__SOURCE DOCUMENT__
--------------------
After re-alignment of local wards within Mansfield District Council before the 2011 local elections to achieve a standard format of one councillor-per-ward, Warsop has four designated wards named as Warsop Carrs, Netherfield, Market Warsop and Meden.

Warsop is a part of the Mansfield Parliamentary Constituency since 2010, whose MP from 2017 to May 2024 was Ben Bradley, followed by Steve Yemm.

== Geography and demography ==
Warsop is surrounded by Mansfield Woodhouse and Mansfield to the south, Shirebrook and Langwith in Derbyshire to the west, Nether Langwith, Cuckney and Norton to the north, Perlethorpe cum Budby, Edwinshowe and Kings Clipstone parishes to the east.

The parish contains five historic settlements and three former mining villages:

- Market Warsop, the largest area at the centre, south of the River Meden
- Church Warsop, north of the Meden
- Sookholme, to the west of the parish
- Nettleworth Manor, in the south west
- Gleadthorpe Grange to the far north east.
--------------------
__GIVEN ENTRIES__
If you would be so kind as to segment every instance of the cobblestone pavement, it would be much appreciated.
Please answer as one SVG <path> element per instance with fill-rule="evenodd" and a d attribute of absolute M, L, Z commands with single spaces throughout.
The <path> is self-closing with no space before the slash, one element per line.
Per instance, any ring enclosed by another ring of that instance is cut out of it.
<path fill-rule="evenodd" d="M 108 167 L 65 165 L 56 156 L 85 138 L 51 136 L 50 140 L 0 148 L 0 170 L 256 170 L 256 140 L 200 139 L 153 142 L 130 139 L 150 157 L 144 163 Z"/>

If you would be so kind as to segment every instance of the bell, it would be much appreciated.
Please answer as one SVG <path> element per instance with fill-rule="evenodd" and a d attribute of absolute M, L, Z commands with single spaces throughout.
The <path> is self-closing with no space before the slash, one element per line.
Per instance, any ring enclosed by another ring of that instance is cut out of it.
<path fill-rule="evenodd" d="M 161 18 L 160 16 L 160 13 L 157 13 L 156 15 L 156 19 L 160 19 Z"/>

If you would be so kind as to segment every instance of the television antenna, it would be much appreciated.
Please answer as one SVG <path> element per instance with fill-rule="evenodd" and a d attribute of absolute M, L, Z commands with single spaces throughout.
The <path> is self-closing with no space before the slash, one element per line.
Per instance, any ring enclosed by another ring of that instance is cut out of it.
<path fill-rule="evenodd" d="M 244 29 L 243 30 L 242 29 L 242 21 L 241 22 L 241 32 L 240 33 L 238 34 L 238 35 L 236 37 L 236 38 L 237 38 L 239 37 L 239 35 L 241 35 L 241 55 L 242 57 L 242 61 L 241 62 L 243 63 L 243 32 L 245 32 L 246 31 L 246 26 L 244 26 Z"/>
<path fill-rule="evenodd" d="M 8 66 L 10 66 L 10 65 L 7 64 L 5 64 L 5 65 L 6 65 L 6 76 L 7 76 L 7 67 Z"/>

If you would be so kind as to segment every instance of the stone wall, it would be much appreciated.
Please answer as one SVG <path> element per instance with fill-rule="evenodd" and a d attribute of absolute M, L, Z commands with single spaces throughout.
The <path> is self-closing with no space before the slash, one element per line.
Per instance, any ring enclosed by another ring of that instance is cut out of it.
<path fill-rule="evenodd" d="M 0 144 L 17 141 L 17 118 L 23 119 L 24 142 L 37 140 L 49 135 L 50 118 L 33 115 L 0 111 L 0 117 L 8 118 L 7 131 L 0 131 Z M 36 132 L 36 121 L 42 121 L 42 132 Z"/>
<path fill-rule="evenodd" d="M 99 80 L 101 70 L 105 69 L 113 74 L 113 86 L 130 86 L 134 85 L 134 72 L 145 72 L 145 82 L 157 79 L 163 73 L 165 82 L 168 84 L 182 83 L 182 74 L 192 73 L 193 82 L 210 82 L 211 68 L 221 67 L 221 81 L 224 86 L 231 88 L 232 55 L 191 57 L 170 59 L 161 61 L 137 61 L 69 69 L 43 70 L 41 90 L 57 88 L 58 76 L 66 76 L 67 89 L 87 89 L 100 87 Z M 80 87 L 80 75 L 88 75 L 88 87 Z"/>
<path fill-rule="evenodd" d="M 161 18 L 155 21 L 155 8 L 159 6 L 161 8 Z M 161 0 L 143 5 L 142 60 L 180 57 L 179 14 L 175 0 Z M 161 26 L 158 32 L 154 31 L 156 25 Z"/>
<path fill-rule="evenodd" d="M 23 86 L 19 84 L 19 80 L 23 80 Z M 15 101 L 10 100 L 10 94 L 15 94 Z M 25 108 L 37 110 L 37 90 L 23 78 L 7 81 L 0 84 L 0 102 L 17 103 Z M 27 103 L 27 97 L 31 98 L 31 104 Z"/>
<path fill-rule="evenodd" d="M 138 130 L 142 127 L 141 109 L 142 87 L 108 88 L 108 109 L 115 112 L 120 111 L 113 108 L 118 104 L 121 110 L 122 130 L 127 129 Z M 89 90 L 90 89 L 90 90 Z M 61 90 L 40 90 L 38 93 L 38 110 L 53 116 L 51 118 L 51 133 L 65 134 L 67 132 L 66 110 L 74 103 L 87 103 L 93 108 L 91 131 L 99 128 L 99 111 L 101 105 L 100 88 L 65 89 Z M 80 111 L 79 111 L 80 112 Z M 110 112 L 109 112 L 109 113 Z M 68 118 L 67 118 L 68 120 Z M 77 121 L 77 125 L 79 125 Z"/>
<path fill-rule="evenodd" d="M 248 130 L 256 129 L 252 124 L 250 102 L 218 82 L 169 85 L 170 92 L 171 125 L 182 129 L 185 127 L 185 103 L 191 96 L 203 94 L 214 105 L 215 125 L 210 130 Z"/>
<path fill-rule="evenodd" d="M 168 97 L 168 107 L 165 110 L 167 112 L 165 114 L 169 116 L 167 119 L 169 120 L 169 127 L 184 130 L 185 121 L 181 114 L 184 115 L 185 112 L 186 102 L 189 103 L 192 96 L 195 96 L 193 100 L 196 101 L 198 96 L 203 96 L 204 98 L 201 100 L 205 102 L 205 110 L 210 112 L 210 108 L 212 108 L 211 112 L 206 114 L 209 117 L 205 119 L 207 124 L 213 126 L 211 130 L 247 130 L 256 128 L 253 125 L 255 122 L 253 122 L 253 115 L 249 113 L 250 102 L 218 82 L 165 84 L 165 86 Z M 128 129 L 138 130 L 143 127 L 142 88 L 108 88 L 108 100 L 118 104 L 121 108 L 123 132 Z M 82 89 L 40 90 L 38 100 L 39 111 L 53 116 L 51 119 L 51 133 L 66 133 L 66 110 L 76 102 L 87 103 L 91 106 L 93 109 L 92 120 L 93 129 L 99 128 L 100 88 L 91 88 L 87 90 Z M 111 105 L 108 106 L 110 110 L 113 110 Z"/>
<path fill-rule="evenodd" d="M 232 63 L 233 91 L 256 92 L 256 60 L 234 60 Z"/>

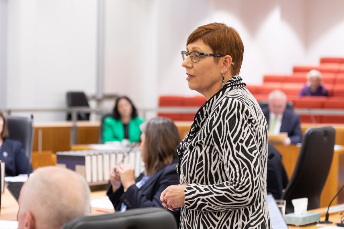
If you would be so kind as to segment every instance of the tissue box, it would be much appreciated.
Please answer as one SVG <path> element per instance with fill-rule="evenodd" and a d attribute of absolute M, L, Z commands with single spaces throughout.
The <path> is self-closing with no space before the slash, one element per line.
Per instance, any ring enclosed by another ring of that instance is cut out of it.
<path fill-rule="evenodd" d="M 295 216 L 293 213 L 286 214 L 284 219 L 287 224 L 302 226 L 320 221 L 320 214 L 316 212 L 308 212 L 301 216 Z"/>

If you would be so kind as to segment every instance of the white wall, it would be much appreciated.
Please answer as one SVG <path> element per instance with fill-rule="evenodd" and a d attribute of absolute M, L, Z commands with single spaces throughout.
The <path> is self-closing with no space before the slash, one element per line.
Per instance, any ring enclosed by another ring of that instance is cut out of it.
<path fill-rule="evenodd" d="M 97 0 L 7 2 L 7 107 L 65 107 L 67 91 L 95 93 Z M 240 34 L 248 83 L 344 56 L 343 8 L 342 0 L 106 0 L 104 92 L 139 108 L 156 107 L 159 95 L 199 94 L 188 87 L 180 51 L 192 31 L 214 22 Z"/>
<path fill-rule="evenodd" d="M 63 108 L 68 90 L 95 93 L 96 9 L 95 0 L 9 1 L 8 107 Z"/>
<path fill-rule="evenodd" d="M 322 57 L 344 57 L 344 1 L 306 2 L 307 61 L 318 64 Z"/>

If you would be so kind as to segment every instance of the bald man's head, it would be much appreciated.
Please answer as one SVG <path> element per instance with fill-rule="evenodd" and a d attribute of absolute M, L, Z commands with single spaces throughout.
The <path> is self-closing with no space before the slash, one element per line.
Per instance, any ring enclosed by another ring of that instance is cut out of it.
<path fill-rule="evenodd" d="M 60 228 L 91 209 L 85 179 L 71 170 L 49 167 L 37 169 L 20 191 L 19 228 Z"/>
<path fill-rule="evenodd" d="M 276 115 L 282 114 L 287 107 L 287 95 L 280 90 L 275 90 L 270 92 L 268 99 L 269 110 Z"/>

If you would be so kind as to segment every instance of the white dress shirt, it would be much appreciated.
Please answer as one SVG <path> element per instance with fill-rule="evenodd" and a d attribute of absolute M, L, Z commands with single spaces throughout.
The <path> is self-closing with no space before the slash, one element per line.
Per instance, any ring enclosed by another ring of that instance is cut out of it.
<path fill-rule="evenodd" d="M 272 112 L 269 113 L 269 134 L 274 135 L 277 135 L 281 133 L 281 126 L 282 125 L 282 119 L 283 118 L 283 114 L 280 114 L 278 115 L 276 115 Z M 275 128 L 273 129 L 270 130 L 271 126 L 272 124 L 273 120 L 277 117 L 277 120 L 276 122 Z M 290 145 L 290 139 L 288 137 L 286 138 L 286 145 Z"/>

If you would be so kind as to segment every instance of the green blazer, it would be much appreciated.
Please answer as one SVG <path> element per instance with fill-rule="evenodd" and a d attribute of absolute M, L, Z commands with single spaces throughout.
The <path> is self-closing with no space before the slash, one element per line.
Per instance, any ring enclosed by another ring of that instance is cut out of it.
<path fill-rule="evenodd" d="M 129 123 L 129 140 L 130 142 L 140 140 L 141 130 L 140 124 L 143 120 L 137 117 L 132 118 Z M 116 119 L 107 117 L 103 125 L 103 143 L 107 141 L 121 141 L 124 138 L 124 127 L 120 119 Z"/>

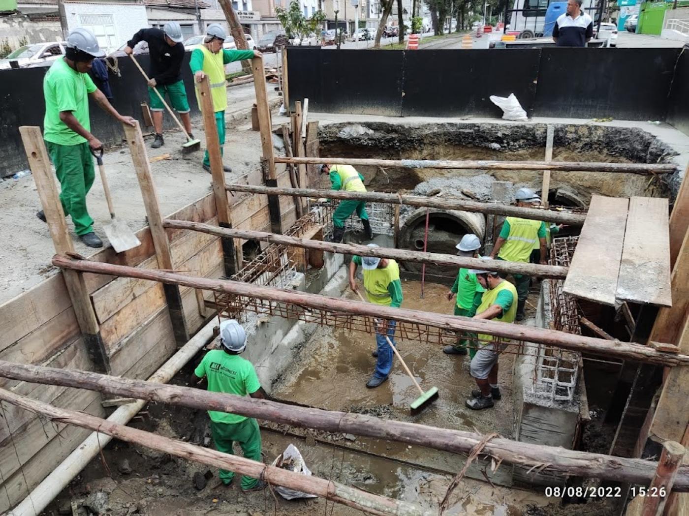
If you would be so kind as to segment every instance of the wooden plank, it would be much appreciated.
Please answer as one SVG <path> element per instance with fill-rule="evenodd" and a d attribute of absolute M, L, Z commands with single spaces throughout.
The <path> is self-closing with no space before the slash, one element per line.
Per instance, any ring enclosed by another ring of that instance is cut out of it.
<path fill-rule="evenodd" d="M 617 279 L 618 299 L 672 306 L 668 209 L 667 199 L 632 197 L 630 200 Z"/>
<path fill-rule="evenodd" d="M 163 285 L 156 283 L 103 322 L 101 333 L 108 352 L 112 353 L 120 340 L 141 326 L 165 304 Z"/>
<path fill-rule="evenodd" d="M 564 281 L 564 292 L 615 305 L 628 205 L 628 199 L 598 195 L 591 198 Z"/>

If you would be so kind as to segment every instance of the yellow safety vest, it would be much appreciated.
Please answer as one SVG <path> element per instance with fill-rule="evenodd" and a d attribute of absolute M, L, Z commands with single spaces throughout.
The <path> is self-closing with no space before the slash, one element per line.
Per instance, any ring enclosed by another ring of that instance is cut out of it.
<path fill-rule="evenodd" d="M 400 266 L 394 260 L 389 259 L 388 265 L 383 269 L 364 269 L 364 289 L 369 301 L 374 305 L 389 307 L 392 298 L 388 291 L 388 285 L 400 279 Z"/>
<path fill-rule="evenodd" d="M 227 108 L 227 89 L 225 87 L 225 65 L 223 64 L 223 49 L 214 54 L 205 45 L 196 47 L 203 53 L 203 73 L 208 76 L 210 83 L 211 96 L 213 98 L 213 111 L 225 111 Z M 198 85 L 196 84 L 196 101 L 198 109 L 201 109 L 201 98 L 198 94 Z"/>
<path fill-rule="evenodd" d="M 500 247 L 498 258 L 508 262 L 528 263 L 534 244 L 539 241 L 538 229 L 542 223 L 517 217 L 507 217 L 505 220 L 510 223 L 510 234 Z"/>
<path fill-rule="evenodd" d="M 341 188 L 345 192 L 366 192 L 366 187 L 359 177 L 359 173 L 351 165 L 333 165 L 330 172 L 338 173 Z"/>
<path fill-rule="evenodd" d="M 497 294 L 503 290 L 508 290 L 512 293 L 512 306 L 510 307 L 510 309 L 506 312 L 504 311 L 502 316 L 496 317 L 491 320 L 500 321 L 500 322 L 514 322 L 515 317 L 517 316 L 517 289 L 515 288 L 513 285 L 510 283 L 506 280 L 503 280 L 502 282 L 495 289 L 490 289 L 483 293 L 483 297 L 481 298 L 481 305 L 480 305 L 479 307 L 476 309 L 476 313 L 478 314 L 482 312 L 484 312 L 489 308 L 495 305 L 495 300 L 497 299 Z M 483 347 L 494 340 L 499 340 L 501 342 L 506 342 L 508 339 L 502 337 L 498 339 L 492 335 L 479 333 L 478 340 L 480 341 L 479 345 Z"/>

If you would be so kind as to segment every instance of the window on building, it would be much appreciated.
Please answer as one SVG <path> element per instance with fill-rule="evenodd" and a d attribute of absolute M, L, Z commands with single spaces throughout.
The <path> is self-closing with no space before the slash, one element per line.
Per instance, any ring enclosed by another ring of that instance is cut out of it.
<path fill-rule="evenodd" d="M 88 29 L 98 40 L 98 45 L 110 52 L 117 48 L 117 36 L 112 14 L 81 14 L 81 26 Z"/>

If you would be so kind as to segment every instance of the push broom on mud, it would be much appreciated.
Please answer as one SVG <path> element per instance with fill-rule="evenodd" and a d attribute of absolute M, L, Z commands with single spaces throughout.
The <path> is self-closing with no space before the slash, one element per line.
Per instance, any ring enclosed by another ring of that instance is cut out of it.
<path fill-rule="evenodd" d="M 366 300 L 364 299 L 364 296 L 361 295 L 361 292 L 356 291 L 356 293 L 359 296 L 359 299 L 365 303 Z M 378 319 L 375 319 L 374 321 L 376 324 L 379 322 Z M 411 378 L 411 381 L 413 382 L 414 385 L 416 386 L 416 388 L 419 389 L 419 392 L 421 393 L 421 395 L 414 400 L 414 401 L 413 401 L 409 405 L 410 413 L 412 415 L 415 415 L 438 398 L 440 395 L 438 392 L 438 387 L 431 387 L 428 391 L 424 392 L 424 390 L 421 389 L 421 386 L 419 385 L 419 382 L 416 381 L 416 378 L 415 378 L 414 375 L 411 374 L 411 371 L 409 371 L 409 368 L 407 367 L 407 364 L 404 363 L 404 360 L 402 358 L 400 352 L 397 351 L 397 348 L 393 345 L 392 342 L 390 340 L 390 338 L 388 337 L 387 335 L 385 336 L 385 340 L 387 341 L 388 345 L 392 348 L 393 352 L 400 360 L 400 362 L 402 364 L 402 367 L 404 368 L 404 371 L 407 371 L 407 374 L 409 375 L 410 378 Z"/>

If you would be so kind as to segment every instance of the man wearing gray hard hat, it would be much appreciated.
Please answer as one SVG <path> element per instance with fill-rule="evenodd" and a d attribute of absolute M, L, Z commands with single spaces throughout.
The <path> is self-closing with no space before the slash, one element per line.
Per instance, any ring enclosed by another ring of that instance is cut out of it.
--------------------
__PROBLEM DESCRIPTION__
Return, word for word, the part of the text about Warsop that begins at "Warsop is a" and stops after "far north east.".

__EXERCISE ANSWER__
Warsop is a part of the Mansfield Parliamentary Constituency since 2010, whose MP from 2017 to May 2024 was Ben Bradley, followed by Steve Yemm.

== Geography and demography ==
Warsop is surrounded by Mansfield Woodhouse and Mansfield to the south, Shirebrook and Langwith in Derbyshire to the west, Nether Langwith, Cuckney and Norton to the north, Perlethorpe cum Budby, Edwinshowe and Kings Clipstone parishes to the east.

The parish contains five historic settlements and three former mining villages:

- Market Warsop, the largest area at the centre, south of the River Meden
- Church Warsop, north of the Meden
- Sookholme, to the west of the parish
- Nettleworth Manor, in the south west
- Gleadthorpe Grange to the far north east.